» **作業の目的**
本文を読み、次の問いに答えよ。
(a) 伊藤之久さんが近江兄弟社高校で監督・部長を務めた期間は計何年か。
(b) 育成功労賞を表彰しているのはどの団体とどの団体か。
(c) 伊藤さんが能登川高校に進んだのは、何を見たからか。

» **本文**

..........

高校野球の発展と選手の育成に尽くした指導者に贈られる「育成功労賞」に、滋賀県内からは近江兄弟社高校(近江八幡市)で監督・部長を計36年務めた伊藤之久(ゆきひさ)さん(63)が選ばれた。「生徒に恵まれた。みんなに感謝です」と話す伊藤さんは、恩師である名将の背中を追い続けた指導者だった。
育成功労賞は、日本高校野球連盟と朝日新聞社が、各都道府県の高野連などから推薦を受けて表彰している。伊藤さんは「校務についても中心的な役割を担い、真摯(しんし)に仕事に向き合う姿は、同僚ばかりでなく他校の指導者からも厚い信頼を得ている」などとして推薦された。
伊藤さんは旧八日市市(現東近江市)の生まれ。能登川高校が1975年に選抜大会に出場したのを見て、同校に進んだ。

..........

» **提供情報**
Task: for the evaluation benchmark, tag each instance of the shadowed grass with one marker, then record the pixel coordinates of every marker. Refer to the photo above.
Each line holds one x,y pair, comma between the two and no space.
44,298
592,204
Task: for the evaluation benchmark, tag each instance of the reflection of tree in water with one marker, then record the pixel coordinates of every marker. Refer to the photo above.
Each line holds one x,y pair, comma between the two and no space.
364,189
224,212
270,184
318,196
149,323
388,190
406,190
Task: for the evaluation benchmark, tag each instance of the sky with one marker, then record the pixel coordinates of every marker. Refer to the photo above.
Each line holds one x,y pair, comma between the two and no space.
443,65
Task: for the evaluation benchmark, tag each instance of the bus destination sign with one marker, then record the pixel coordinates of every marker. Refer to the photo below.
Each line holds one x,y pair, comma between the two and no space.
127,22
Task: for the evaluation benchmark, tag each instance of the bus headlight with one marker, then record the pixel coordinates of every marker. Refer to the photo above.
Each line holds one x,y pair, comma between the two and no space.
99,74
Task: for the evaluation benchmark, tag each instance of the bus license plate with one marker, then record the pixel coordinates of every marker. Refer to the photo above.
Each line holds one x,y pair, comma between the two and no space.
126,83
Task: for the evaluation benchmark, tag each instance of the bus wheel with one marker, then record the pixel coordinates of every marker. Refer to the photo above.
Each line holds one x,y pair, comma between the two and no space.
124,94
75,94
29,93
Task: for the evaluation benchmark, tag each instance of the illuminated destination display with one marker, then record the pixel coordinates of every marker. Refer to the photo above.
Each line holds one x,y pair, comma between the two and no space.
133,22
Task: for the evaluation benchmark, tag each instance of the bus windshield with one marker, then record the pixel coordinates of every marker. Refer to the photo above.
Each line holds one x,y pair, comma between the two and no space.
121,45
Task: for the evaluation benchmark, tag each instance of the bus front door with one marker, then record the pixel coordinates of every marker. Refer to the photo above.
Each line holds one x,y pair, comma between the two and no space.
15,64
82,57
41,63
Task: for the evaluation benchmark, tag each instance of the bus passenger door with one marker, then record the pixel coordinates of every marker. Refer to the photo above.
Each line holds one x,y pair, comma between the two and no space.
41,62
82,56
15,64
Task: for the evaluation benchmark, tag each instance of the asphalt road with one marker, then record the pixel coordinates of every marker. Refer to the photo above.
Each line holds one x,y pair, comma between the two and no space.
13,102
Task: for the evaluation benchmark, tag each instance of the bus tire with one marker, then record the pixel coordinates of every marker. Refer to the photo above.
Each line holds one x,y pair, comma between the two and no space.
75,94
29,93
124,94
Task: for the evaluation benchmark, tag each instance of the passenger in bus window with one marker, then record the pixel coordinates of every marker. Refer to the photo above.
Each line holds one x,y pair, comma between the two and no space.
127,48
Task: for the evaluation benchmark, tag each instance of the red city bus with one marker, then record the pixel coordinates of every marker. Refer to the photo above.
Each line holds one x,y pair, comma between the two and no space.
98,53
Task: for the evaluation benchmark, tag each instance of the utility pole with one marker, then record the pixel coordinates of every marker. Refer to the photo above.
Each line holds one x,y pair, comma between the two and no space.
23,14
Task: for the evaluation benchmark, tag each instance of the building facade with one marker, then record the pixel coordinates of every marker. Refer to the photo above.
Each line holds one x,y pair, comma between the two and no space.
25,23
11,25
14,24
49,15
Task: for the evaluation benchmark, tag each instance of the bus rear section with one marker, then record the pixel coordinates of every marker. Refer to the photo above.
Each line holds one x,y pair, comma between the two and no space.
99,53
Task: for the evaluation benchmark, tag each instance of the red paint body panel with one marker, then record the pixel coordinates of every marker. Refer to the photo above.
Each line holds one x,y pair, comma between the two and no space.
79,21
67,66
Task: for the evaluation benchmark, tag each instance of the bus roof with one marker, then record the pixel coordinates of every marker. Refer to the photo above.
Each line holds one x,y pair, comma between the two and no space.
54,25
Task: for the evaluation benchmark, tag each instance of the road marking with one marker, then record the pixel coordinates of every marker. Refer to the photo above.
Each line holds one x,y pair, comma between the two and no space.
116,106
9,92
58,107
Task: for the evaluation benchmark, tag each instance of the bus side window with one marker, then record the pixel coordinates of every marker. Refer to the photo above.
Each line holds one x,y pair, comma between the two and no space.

..........

» **回答**
(a) 計36年
(b) 日本高校野球連盟と朝日新聞社
(c) 能登川高校が1975年に選抜大会に出場したのを見たから